> [PROBLEM REQUIREMENTS]
Copy every line below verbatim, but leave out the pictures.

>>>

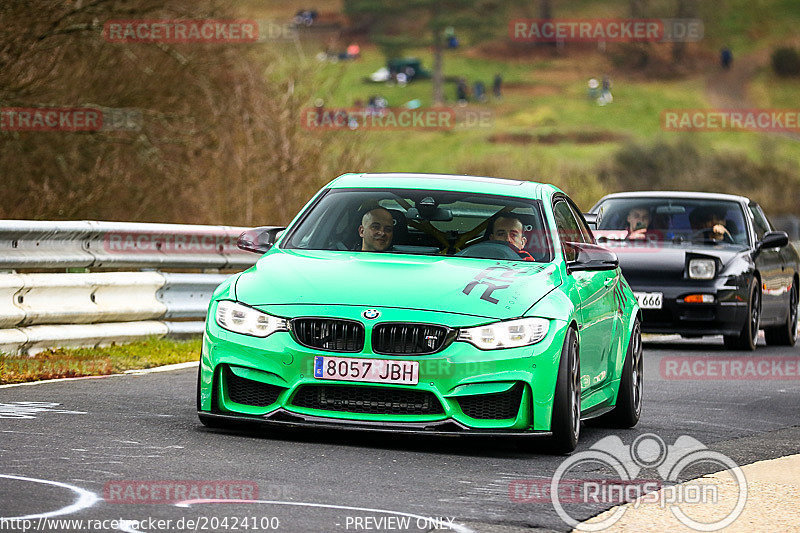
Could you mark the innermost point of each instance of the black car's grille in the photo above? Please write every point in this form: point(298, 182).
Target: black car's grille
point(249, 392)
point(497, 406)
point(374, 400)
point(329, 334)
point(408, 339)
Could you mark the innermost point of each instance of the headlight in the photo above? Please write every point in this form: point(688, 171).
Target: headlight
point(247, 321)
point(702, 268)
point(511, 334)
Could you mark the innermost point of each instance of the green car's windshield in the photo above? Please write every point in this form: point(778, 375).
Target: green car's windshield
point(424, 222)
point(673, 220)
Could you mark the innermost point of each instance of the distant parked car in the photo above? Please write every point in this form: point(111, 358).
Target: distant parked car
point(703, 264)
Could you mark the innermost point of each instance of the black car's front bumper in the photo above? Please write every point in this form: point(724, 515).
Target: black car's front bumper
point(725, 316)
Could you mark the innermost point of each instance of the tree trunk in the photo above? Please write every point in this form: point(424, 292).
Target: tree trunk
point(637, 8)
point(438, 74)
point(686, 9)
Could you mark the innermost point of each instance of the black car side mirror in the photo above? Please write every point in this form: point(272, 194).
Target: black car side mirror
point(259, 240)
point(773, 239)
point(590, 257)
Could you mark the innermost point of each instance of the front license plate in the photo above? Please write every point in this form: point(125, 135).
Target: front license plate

<<<

> [WRITTEN SOLUTION]
Could you mark the innermost point of each instance of the black car's grille in the photo above? Please write every point in this form: point(298, 182).
Target: black car's grille
point(249, 392)
point(497, 406)
point(374, 400)
point(329, 334)
point(408, 339)
Could you mark the innermost point of each instance of the headlight in the photo above? Please write every point in this form: point(688, 171).
Target: headlight
point(247, 321)
point(702, 268)
point(511, 334)
Could you mark the innermost point of each instance of the green car's windshield in the photo above? Please write every point in this form: point(778, 375).
Target: green car's windshield
point(424, 222)
point(673, 220)
Could you mark the innermost point of each instance of the distant parked car in the photo above? Please write every point in this form: point(111, 358).
Target: distant parked car
point(703, 264)
Could you mark the innermost point of each instance of the black car's front bumper in the photo above? Please write every point in this form: point(724, 515).
Target: black car's front bumper
point(725, 316)
Could you mark the innermost point of each instance of the tree trunk in the photo above? Please write every point in this form: point(424, 292).
Target: tree trunk
point(637, 8)
point(438, 74)
point(686, 9)
Could you mark the innermost point of each instance of the black car side mirror in the photo above? Please write every point in this form: point(272, 194).
Target: black car side mirror
point(259, 240)
point(773, 239)
point(590, 257)
Could you mark the innermost point of each instance of the front license plate in the photo above? Please write every point in this form: point(125, 135).
Target: front license plate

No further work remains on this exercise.